→ **Instructions for the task**
Repeat every line of the listing below exactly, minus the pictures.

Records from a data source
»»

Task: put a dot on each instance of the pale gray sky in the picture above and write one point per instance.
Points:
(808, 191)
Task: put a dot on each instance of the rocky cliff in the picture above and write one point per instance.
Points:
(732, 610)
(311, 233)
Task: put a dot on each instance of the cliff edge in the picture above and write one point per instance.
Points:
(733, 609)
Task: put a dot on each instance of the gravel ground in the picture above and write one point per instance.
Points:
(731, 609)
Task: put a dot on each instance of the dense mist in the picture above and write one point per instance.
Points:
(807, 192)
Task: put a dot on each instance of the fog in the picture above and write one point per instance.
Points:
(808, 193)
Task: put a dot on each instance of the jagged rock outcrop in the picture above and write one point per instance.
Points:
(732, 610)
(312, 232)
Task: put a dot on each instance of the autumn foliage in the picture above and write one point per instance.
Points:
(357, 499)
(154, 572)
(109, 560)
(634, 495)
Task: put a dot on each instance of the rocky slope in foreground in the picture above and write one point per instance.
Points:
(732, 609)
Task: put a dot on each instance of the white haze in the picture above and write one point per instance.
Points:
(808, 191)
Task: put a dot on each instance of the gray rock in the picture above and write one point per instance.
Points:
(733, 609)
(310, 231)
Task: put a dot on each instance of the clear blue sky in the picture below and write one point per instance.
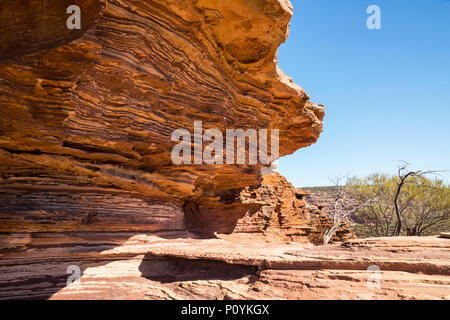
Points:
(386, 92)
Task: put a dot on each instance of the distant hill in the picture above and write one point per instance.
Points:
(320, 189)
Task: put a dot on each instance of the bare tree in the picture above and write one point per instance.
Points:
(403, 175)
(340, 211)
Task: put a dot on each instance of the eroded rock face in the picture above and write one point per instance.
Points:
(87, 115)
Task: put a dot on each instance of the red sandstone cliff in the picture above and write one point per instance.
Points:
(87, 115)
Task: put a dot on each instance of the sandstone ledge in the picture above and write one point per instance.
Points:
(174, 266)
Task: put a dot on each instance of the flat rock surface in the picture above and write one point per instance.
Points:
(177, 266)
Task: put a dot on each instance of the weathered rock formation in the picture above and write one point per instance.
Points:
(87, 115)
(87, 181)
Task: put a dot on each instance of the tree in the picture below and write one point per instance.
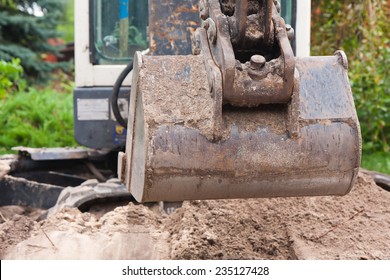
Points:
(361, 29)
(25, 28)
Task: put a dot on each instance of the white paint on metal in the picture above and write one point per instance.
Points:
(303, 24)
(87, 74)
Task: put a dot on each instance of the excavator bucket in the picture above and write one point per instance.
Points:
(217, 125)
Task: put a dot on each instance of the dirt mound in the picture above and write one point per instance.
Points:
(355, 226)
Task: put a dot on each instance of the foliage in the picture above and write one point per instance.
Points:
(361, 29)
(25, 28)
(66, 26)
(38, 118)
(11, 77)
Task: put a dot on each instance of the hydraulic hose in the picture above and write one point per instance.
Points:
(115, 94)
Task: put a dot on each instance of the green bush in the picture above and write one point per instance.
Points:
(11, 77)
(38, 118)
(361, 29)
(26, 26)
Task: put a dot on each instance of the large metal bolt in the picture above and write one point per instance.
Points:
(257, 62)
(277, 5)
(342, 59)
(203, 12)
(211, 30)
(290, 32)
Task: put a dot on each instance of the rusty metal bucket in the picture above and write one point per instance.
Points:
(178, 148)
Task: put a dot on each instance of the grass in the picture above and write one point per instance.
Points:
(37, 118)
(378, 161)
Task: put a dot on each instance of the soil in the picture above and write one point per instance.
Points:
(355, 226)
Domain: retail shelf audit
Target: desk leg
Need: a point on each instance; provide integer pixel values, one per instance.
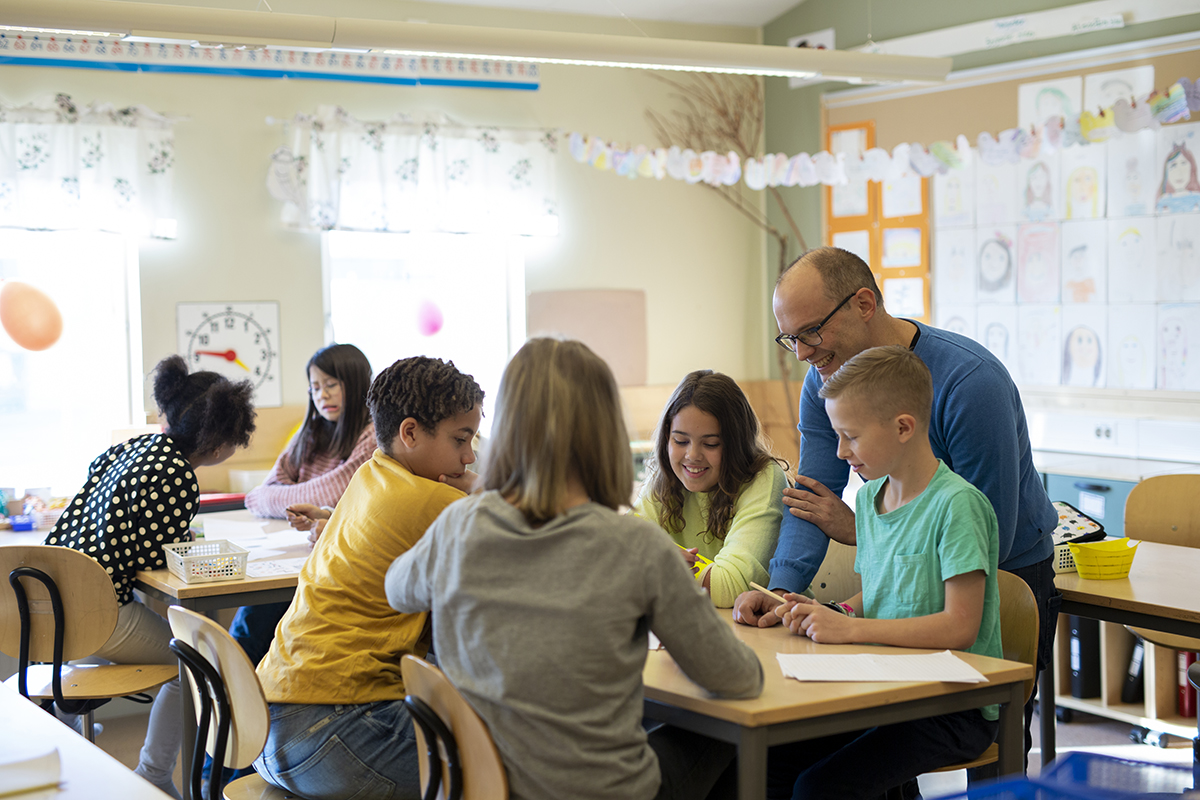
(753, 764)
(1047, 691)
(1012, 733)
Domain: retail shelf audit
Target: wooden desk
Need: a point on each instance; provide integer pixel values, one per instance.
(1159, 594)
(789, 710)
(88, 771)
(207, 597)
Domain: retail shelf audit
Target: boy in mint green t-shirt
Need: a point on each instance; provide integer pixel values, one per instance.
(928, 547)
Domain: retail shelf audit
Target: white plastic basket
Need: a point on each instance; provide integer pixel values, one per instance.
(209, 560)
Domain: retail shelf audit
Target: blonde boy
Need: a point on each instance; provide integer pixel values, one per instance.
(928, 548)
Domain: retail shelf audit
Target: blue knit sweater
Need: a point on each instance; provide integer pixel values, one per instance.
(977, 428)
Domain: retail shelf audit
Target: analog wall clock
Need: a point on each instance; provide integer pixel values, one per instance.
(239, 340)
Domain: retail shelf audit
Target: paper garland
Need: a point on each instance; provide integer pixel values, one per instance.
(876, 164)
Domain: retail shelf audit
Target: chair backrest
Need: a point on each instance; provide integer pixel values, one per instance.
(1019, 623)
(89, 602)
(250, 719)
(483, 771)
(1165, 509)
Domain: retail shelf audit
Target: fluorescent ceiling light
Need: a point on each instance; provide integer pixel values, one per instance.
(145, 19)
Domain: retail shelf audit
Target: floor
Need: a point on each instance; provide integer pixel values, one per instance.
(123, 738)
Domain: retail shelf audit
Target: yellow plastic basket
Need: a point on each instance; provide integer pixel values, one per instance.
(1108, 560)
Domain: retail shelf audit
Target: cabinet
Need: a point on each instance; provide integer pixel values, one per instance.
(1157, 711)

««

→ **Task response**
Task: put a dot on each instance of the pale gray sky in the picture above and write one point per instance.
Points:
(808, 191)
Task: put a dot on each instance of the rocky cliff in the picture above and write one point per instance.
Points:
(732, 610)
(311, 233)
Task: put a dot on each instance of the cliff edge in the picture above and write one point per instance.
Points:
(733, 609)
Task: put a dot on each instance of the gravel ground in the picture above and write one point per instance.
Points:
(731, 609)
Task: put a dot on each instance of the dense mist in the picture above and write one point per instance.
Points:
(807, 192)
Task: put a dot on each instance of the fog in the picture above and write one point per instance.
Points:
(808, 193)
Task: put a dot on each instance of the jagged rock outcrop in the picture above and write one point per instance.
Points:
(732, 610)
(312, 232)
Task: put a dot on each instance of the autumn foliage in the picture above and write one point per instance.
Points:
(357, 499)
(154, 572)
(109, 560)
(634, 495)
Task: put a dot on each instance of the rocky slope in foreground in the picture above and write one point per instance.
Points:
(732, 609)
Task: put a dot on each instance of the white haze in the picture above and write one point per instance.
Points:
(808, 191)
Task: put a dot on each instance of the gray rock in the picture above and write one point per instance.
Points:
(733, 609)
(310, 231)
Task: put a dot on each instance of the clear blue sky in the picture below and write one point per instance.
Points:
(386, 92)
Task: put a dot on each instance of the distant hill in the picture above and write one point per instance.
Points:
(320, 189)
Task: put a dot on each instance of the bare tree in the picture above and write one point per instance.
Points:
(403, 175)
(340, 211)
Task: put a dot on each instance of the eroded rock face in the picture above and write one point per instance.
Points:
(87, 115)
Task: put a dot on each instance of the red sandstone cliff in the picture above and write one point per instance.
Points:
(87, 115)
Task: put a dot on each instance of the sandstone ledge in the picture above and write one point per instance.
Points:
(174, 266)
Task: put a dot on each instance of the flat rock surface in the picture above and write one point per instance.
Points:
(177, 266)
Task: put a dot on each instance of the weathered rock formation in the picture above and write one point per instance.
Points:
(87, 115)
(87, 181)
Task: put a dot on each instance of the tree in the picture below and write one point per instance.
Points:
(361, 29)
(25, 28)
Task: put a dot on each instance of the white paint on metal in the picture above and write one point per instance.
Points:
(303, 24)
(87, 74)
Task: put a dot on each instance of the excavator bucket in the picture above and write one point per instance.
Points:
(217, 125)
Task: put a dot on each instance of the dirt mound in the picture above and write one point per instance.
Points:
(355, 226)
Task: put a dot on each instance of the foliage in the picture above and write one point per instance.
Points:
(361, 29)
(25, 28)
(66, 26)
(38, 118)
(11, 77)
Task: put a dot on each instance of the hydraulic hose in the picture above and write one point per instance.
Points:
(115, 94)
Task: put a dot on each instance of the green bush in the picture above and write one point per instance.
Points:
(11, 77)
(38, 118)
(361, 29)
(26, 26)
Task: put a dot on each instance of the large metal bolt in the picture above and write one point per instance.
Points:
(257, 62)
(277, 5)
(342, 59)
(203, 12)
(211, 30)
(290, 32)
Task: put a dot on each instance of the rusty metal bucket in the picture above and write one point per instance.
Points:
(178, 148)
Task: put a dot on each instance of the grass in the picture above and write one point per instance.
Points:
(37, 118)
(378, 161)
Task: put a dot on each instance of the soil in the picture above and write one point per instance.
Points:
(355, 226)
Domain: retail shelf audit
Target: desk leg
Need: a point on each instance; provide integer pixel values, one per instance.
(753, 764)
(1047, 691)
(1012, 733)
Domain: retail shelf audit
Target: wooden desk
Need: a point on each instance; provide integer pixel values, one per instance.
(1159, 594)
(789, 710)
(88, 771)
(207, 597)
Domain: retail shelf audit
Target: boy in mint green t-shirt
Need: a point on each instance; provide integer pixel values, one per instance.
(928, 547)
Domain: retail shelf audit
Target: white plastic basket
Need: a point on each instance; provide integer pixel values, one per instance.
(209, 560)
Domain: retail shelf audit
Target: blonde boy
Need: a point on each instance; provide integer pixel values, one per instance.
(928, 548)
Domain: retail shelf audit
Target: blue knit sweater
Need: a point on each instance; provide integer pixel values, one per instance.
(977, 428)
Domain: retail shelf audit
Target: analog wall clock
Need: a point on each instance; provide integer pixel values, one per instance.
(239, 340)
Domain: retail shelf audit
Target: paper garland
Need: a point on each instance; provide integer pixel values, one per instance.
(876, 164)
Domain: retail shelf audit
Target: chair backrest
Need: a point on each instance; provide integer pixel values, one per instance.
(1019, 623)
(89, 602)
(250, 719)
(483, 771)
(1165, 509)
Domain: retail shelf audit
Target: fluorescent ceiling light
Need: a point on each instance; provide integer pixel values, one per instance.
(145, 19)
Domain: retail shelf audit
Target: floor
Need: a point on each instance; provide integer pixel values, one per instance.
(123, 738)
Domain: retail shelf audit
Target: yellow plastic basket
Need: a point on each instance; provide integer pixel values, one per instance.
(1108, 560)
Domain: retail shelf audit
Target: cabinet
Need: a point on each instance; provide integer pixel values, one per instance.
(1157, 711)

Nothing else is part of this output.